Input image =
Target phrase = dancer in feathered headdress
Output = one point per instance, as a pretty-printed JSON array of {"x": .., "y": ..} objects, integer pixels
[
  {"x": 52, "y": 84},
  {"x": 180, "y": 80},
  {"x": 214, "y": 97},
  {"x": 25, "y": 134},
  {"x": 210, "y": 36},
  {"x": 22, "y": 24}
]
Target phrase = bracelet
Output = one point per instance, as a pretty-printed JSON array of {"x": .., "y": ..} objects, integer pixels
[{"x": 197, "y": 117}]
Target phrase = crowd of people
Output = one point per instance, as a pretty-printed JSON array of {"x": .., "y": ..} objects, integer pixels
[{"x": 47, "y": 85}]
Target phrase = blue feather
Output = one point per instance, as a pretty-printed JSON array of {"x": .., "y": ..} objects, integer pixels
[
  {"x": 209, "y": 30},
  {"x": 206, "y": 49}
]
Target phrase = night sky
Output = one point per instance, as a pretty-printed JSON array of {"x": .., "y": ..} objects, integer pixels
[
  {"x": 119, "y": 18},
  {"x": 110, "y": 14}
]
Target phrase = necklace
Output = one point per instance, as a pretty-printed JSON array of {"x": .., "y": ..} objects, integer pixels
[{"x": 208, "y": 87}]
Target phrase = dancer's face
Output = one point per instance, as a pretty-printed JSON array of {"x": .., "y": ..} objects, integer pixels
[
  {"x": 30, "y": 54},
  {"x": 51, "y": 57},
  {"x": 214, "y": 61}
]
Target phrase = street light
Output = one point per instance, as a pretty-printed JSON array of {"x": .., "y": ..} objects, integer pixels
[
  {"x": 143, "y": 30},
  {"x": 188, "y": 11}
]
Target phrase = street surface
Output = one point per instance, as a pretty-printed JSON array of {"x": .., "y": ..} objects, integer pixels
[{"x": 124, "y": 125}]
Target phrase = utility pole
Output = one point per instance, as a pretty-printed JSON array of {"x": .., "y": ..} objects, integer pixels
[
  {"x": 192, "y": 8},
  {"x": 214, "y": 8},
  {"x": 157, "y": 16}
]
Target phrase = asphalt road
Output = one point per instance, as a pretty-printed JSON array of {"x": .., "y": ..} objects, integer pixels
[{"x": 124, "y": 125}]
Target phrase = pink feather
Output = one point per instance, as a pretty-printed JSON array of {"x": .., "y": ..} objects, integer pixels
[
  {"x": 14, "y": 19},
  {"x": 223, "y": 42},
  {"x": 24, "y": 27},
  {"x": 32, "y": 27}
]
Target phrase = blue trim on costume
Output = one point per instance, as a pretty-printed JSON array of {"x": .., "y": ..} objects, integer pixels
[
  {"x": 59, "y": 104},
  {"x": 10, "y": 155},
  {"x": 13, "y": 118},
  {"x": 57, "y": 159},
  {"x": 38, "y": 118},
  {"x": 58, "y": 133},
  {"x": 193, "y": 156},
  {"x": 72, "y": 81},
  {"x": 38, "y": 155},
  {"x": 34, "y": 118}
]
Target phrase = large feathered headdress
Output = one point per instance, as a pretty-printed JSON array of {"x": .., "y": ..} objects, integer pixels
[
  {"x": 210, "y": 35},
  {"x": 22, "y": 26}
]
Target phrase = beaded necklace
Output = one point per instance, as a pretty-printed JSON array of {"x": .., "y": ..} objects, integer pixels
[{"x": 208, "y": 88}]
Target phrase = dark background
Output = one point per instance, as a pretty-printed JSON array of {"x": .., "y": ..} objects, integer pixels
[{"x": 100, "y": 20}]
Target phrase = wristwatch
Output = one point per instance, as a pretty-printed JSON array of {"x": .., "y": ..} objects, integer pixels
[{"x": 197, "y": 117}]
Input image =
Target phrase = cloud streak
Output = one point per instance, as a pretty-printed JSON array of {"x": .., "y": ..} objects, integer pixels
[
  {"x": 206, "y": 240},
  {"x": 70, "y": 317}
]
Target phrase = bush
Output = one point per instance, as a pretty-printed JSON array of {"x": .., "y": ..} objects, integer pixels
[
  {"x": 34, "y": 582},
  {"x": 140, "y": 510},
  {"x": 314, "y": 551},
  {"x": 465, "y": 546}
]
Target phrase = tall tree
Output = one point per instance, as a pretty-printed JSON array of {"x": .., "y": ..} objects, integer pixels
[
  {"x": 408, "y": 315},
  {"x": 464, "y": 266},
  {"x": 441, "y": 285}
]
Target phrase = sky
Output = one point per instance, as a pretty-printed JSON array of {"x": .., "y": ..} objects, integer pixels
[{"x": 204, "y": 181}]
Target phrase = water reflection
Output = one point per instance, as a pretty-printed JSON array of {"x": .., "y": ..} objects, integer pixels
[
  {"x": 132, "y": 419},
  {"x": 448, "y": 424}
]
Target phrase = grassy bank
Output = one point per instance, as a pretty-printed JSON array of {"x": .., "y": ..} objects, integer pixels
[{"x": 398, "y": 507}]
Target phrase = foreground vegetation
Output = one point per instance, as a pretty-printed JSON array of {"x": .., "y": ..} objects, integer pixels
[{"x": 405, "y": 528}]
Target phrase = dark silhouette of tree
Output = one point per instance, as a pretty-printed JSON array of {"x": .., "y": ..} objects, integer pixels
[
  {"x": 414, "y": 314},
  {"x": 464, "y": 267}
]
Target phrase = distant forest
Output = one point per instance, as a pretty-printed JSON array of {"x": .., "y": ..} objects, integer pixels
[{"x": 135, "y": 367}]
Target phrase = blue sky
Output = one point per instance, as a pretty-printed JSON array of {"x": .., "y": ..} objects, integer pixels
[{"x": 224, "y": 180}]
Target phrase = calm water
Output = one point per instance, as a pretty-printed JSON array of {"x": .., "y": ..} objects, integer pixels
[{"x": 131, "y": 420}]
* * *
Exercise directions
Reproduce all of the material above word for word, changing nothing.

Exercise answer
Input image =
Target phrase = dancer in feathered headdress
Output = one point per instance, as a pretty-printed JSON array of {"x": .., "y": ..} objects, integer pixels
[
  {"x": 52, "y": 84},
  {"x": 180, "y": 80},
  {"x": 214, "y": 97},
  {"x": 25, "y": 134},
  {"x": 210, "y": 36},
  {"x": 22, "y": 24}
]
Target phrase = bracelet
Output = one point per instance, as a pretty-printed JSON array of {"x": .., "y": ..} objects, integer pixels
[{"x": 197, "y": 117}]
Target phrase = crowd of people
Output = one point per instance, as a pretty-printed JSON array of {"x": .., "y": ..} objects, integer pixels
[{"x": 47, "y": 85}]
Target phrase = blue feather
Output = one point per instance, as a pretty-printed JSON array of {"x": .., "y": ..} objects, integer pixels
[
  {"x": 209, "y": 30},
  {"x": 206, "y": 49}
]
Target phrase = night sky
Output = one point per instance, as a pretty-printed JSON array of {"x": .., "y": ..} objects, integer pixels
[
  {"x": 119, "y": 18},
  {"x": 110, "y": 14}
]
Target phrase = necklace
Output = one point per instance, as a pretty-printed JSON array of {"x": .., "y": ..} objects, integer pixels
[{"x": 208, "y": 87}]
Target phrase = dancer's face
Output = one point per instance, as a pretty-printed JSON array of {"x": .., "y": ..} objects, integer pixels
[
  {"x": 30, "y": 54},
  {"x": 51, "y": 57},
  {"x": 214, "y": 61}
]
Target phrase = street light
Output = one point per instance, as a pretty-printed JSON array of {"x": .., "y": ..} objects, integer pixels
[
  {"x": 143, "y": 30},
  {"x": 188, "y": 11}
]
Target phrase = street surface
Output = one point per instance, as a pretty-printed JSON array of {"x": .., "y": ..} objects, integer pixels
[{"x": 124, "y": 125}]
Target phrase = utility pole
Output = one point per instance, as a pretty-printed JSON array of {"x": .., "y": ..} objects, integer pixels
[
  {"x": 192, "y": 8},
  {"x": 214, "y": 8},
  {"x": 157, "y": 16}
]
Target phrase = asphalt road
Output = one point per instance, as a pretty-printed JSON array of {"x": .., "y": ..} objects, integer pixels
[{"x": 124, "y": 125}]
Target phrase = pink feather
Output = one point per instance, as a pretty-printed JSON array of {"x": .., "y": ..} objects, integer pixels
[
  {"x": 14, "y": 19},
  {"x": 223, "y": 42},
  {"x": 24, "y": 27},
  {"x": 32, "y": 27}
]
Target phrase = blue trim on costume
Output = one point per instance, as a pretty-printed JSON array of {"x": .., "y": ..} objects, integer pixels
[
  {"x": 59, "y": 104},
  {"x": 10, "y": 155},
  {"x": 13, "y": 118},
  {"x": 57, "y": 159},
  {"x": 38, "y": 118},
  {"x": 58, "y": 133},
  {"x": 193, "y": 156},
  {"x": 72, "y": 81},
  {"x": 38, "y": 155},
  {"x": 34, "y": 118}
]
Target phrase = large feathered headdress
Output = one point per instance, as a pretty-printed JSON array of {"x": .., "y": ..} objects, integer pixels
[
  {"x": 210, "y": 35},
  {"x": 22, "y": 26}
]
Target phrase = beaded necklace
Output = one point per instance, as a pretty-printed JSON array of {"x": .., "y": ..} objects, integer pixels
[{"x": 208, "y": 88}]
Target phrase = dark background
Output = one point per instance, as a pretty-printed JSON array of {"x": .., "y": ..} objects, integer pixels
[{"x": 100, "y": 20}]
Target phrase = wristwatch
Output = one point per instance, as a pretty-printed JSON array of {"x": .., "y": ..} objects, integer pixels
[{"x": 197, "y": 117}]
Input image =
Target phrase = cloud streak
Output = one point per instance, as a pretty-printed JSON array of {"x": .., "y": ..} objects, integer pixels
[
  {"x": 206, "y": 240},
  {"x": 70, "y": 317}
]
Target phrase = bush
Output = one point per instance, as a pretty-printed JSON array of {"x": .., "y": ..} objects, integer pixels
[
  {"x": 34, "y": 582},
  {"x": 140, "y": 510},
  {"x": 314, "y": 551},
  {"x": 465, "y": 546}
]
Target phrase = tall tree
Output = one point per instance, as a pretty-printed JSON array of {"x": .., "y": ..} objects, integer pixels
[
  {"x": 408, "y": 315},
  {"x": 464, "y": 266},
  {"x": 441, "y": 285}
]
Target phrase = sky
Output = one point per instance, as a pretty-printed JSON array of {"x": .., "y": ..} objects, integer pixels
[{"x": 204, "y": 181}]
Target phrase = water reflection
Output = one point per instance, as a pretty-printed JSON array of {"x": .., "y": ..} objects, integer pixels
[
  {"x": 132, "y": 419},
  {"x": 448, "y": 424}
]
Target phrase = grassy bank
Output = one point per instance, as a pretty-printed JSON array of {"x": .., "y": ..} objects, integer pixels
[{"x": 398, "y": 507}]
Target phrase = foreground vegetation
Output = one point per instance, as a pretty-printed JSON array of {"x": .., "y": ..} objects, integer pixels
[{"x": 405, "y": 528}]
Target phrase = dark silhouette of tree
Output = one point per instance, as a pretty-printed JSON array of {"x": .., "y": ..} objects, integer pixels
[
  {"x": 414, "y": 314},
  {"x": 464, "y": 267}
]
Target phrase = distant forest
Output = one point per instance, as a pretty-printed JSON array of {"x": .., "y": ..} objects, integer pixels
[{"x": 135, "y": 367}]
Target phrase = blue sky
Output = one point per instance, as a pretty-printed JSON array of {"x": .., "y": ..} objects, integer pixels
[{"x": 224, "y": 180}]
Target phrase = calm water
Output = one point per instance, as a pretty-printed JSON array of {"x": .., "y": ..} objects, integer pixels
[{"x": 131, "y": 420}]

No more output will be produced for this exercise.